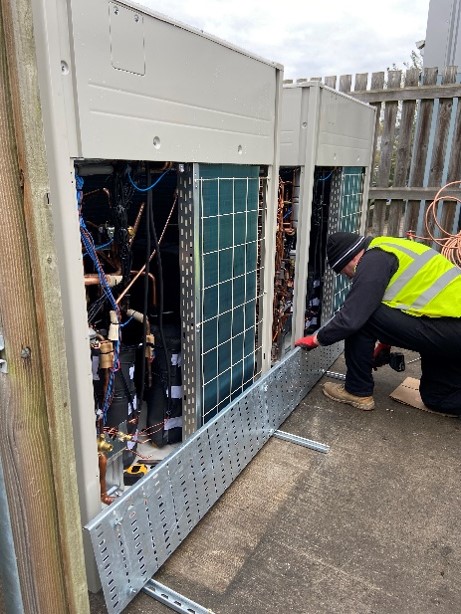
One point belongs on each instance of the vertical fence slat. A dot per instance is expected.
(361, 81)
(403, 157)
(407, 137)
(420, 149)
(454, 173)
(345, 83)
(377, 83)
(387, 146)
(440, 148)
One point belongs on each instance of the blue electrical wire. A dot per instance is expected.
(90, 249)
(98, 247)
(151, 186)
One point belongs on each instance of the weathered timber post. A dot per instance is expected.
(36, 448)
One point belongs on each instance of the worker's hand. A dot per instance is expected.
(308, 343)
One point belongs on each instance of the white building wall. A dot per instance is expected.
(443, 42)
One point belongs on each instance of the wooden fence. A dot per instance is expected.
(417, 147)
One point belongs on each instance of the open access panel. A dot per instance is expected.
(325, 167)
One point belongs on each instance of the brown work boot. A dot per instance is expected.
(337, 392)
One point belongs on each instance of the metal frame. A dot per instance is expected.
(137, 533)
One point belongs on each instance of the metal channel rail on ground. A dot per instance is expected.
(137, 533)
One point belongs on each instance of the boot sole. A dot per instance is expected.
(353, 403)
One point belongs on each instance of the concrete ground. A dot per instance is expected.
(371, 527)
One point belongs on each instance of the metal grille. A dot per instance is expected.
(230, 270)
(136, 534)
(346, 213)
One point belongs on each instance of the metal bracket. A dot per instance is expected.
(302, 441)
(173, 600)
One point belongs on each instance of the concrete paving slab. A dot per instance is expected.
(371, 527)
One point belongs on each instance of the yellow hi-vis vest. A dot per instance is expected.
(425, 284)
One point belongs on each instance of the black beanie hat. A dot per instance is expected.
(342, 247)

-------

REQUEST =>
Can you format every line of the items above as a numbered list, without blank lines and without the pictures?

FULL RESPONSE =>
1. One point belongs on each instance of the vertical fence slat. A dot per instance is expected.
2. (361, 81)
3. (403, 157)
4. (407, 137)
5. (420, 149)
6. (454, 173)
7. (345, 83)
8. (377, 83)
9. (387, 146)
10. (440, 148)
11. One point belongs on each instance of the blue electrical wire. A dot per instance is expected.
12. (90, 249)
13. (98, 247)
14. (151, 186)
15. One point belongs on each instance of the weathered timber post. A dot per instance is expected.
16. (36, 448)
17. One point belongs on each instance of the worker's hand. A dot per instance is expected.
18. (308, 343)
19. One point belongs on each instance of the white building wall. A dot per instance is expected.
20. (443, 42)
21. One point belongs on each instance of the wooden fence. A dot per instance is expected.
22. (417, 147)
23. One point belongs on each instance of the open access panel. A dot per instance is expected.
24. (325, 167)
25. One point belongs on each instance of the brown work boot. A dot per instance is expected.
26. (337, 392)
27. One point belongs on each instance of the metal frame. A dot per instance is expected.
28. (137, 533)
29. One point belongs on each instance of the metal channel rail on ground. A dot per instance is expected.
30. (137, 533)
31. One point belongs on each instance of the boot sole. A dot per instance is expected.
32. (353, 403)
33. One point belongs on each instance of the concrete ground. A dot per instance is expected.
34. (371, 527)
35. One point belongs on each instance of the metal grille. A dot per instance is expected.
36. (230, 270)
37. (136, 534)
38. (346, 213)
39. One point belongs on each instance of the metal bracket. A dot per instance is expected.
40. (302, 441)
41. (173, 600)
42. One point belongs on each instance of the concrete paving slab. A dot per instance is expected.
43. (371, 527)
44. One point belongs on each instance of the yellow hi-vis vest. A dot per instance is expected.
45. (425, 284)
46. One point belongs on each instance of the black beanie hat. A dot per instance is expected.
47. (342, 247)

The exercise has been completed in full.